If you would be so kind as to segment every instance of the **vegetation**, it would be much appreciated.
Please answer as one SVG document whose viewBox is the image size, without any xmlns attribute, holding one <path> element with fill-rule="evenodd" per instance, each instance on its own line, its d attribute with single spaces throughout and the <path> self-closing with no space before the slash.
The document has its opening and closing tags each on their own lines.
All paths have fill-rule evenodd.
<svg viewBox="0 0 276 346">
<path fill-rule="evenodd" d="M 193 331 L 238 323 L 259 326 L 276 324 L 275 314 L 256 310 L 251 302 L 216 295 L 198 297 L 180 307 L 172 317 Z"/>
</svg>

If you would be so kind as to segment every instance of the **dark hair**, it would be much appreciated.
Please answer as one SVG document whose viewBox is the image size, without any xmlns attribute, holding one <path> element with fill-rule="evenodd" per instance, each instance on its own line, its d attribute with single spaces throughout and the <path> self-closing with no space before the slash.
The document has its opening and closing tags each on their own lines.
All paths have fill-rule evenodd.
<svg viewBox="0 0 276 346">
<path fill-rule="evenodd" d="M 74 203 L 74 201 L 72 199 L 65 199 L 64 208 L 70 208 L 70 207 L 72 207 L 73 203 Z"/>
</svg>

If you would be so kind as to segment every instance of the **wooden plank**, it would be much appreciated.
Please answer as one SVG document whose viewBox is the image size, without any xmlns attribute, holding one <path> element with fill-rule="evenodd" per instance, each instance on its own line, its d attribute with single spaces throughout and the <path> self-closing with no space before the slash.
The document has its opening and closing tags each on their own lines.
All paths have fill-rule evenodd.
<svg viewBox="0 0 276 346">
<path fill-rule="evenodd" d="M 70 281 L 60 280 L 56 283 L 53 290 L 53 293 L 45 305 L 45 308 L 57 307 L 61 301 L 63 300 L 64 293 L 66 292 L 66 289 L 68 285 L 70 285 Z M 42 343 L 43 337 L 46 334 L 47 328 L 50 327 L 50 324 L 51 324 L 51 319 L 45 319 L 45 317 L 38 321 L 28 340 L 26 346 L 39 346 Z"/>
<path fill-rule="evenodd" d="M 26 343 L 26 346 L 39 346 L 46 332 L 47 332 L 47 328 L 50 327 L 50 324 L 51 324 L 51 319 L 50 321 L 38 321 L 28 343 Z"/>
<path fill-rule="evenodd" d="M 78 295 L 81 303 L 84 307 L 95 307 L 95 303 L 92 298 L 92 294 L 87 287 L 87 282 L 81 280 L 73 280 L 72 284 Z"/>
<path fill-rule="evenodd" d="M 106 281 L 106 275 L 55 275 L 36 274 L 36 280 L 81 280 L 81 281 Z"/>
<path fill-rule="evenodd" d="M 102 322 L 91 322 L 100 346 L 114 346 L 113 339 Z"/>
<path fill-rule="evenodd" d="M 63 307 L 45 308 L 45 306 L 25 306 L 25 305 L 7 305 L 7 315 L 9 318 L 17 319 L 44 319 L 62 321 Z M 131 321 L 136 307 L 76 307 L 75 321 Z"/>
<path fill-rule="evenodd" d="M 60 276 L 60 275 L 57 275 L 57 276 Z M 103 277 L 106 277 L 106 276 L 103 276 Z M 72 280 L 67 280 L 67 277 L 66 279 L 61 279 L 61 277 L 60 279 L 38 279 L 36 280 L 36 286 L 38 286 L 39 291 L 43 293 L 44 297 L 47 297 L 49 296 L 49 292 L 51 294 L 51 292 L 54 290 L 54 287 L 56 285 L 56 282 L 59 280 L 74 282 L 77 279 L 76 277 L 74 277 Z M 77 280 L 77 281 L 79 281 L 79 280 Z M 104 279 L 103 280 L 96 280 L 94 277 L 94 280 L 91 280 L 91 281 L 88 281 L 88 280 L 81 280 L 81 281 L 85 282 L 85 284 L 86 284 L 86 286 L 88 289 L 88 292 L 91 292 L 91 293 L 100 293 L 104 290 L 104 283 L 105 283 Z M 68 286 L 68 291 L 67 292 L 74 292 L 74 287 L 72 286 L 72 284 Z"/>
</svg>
+++
PROBLEM DETAILS: Arrange the lines between the one containing "plank**, it would be much appreciated." and the one containing "26 343 L 26", inclusive, as a numbered list, leaving out any blank lines.

EXERCISE RESULT:
1. If you would be so kind as to segment every instance of the **wooden plank**, it would be much appreciated.
2. Please answer as one SVG document whose viewBox is the image size, without any xmlns attribute, holding one <path> element with fill-rule="evenodd" per instance, each instance on its own line, its d attribute with single spaces throughout and the <path> self-closing with no space before the slash.
3. The document has its opening and closing tags each on their own lines.
4. All paths have fill-rule evenodd.
5. <svg viewBox="0 0 276 346">
6. <path fill-rule="evenodd" d="M 70 281 L 60 280 L 56 283 L 53 290 L 53 293 L 45 305 L 45 308 L 57 307 L 61 301 L 63 300 L 64 293 L 66 292 L 66 289 L 68 285 L 70 285 Z M 42 343 L 43 337 L 46 334 L 47 328 L 50 327 L 50 324 L 51 324 L 51 319 L 45 319 L 45 317 L 38 321 L 28 340 L 26 346 L 39 346 Z"/>
7. <path fill-rule="evenodd" d="M 26 343 L 26 346 L 39 346 L 46 332 L 47 332 L 47 328 L 50 327 L 50 324 L 51 324 L 51 319 L 50 321 L 38 321 L 28 343 Z"/>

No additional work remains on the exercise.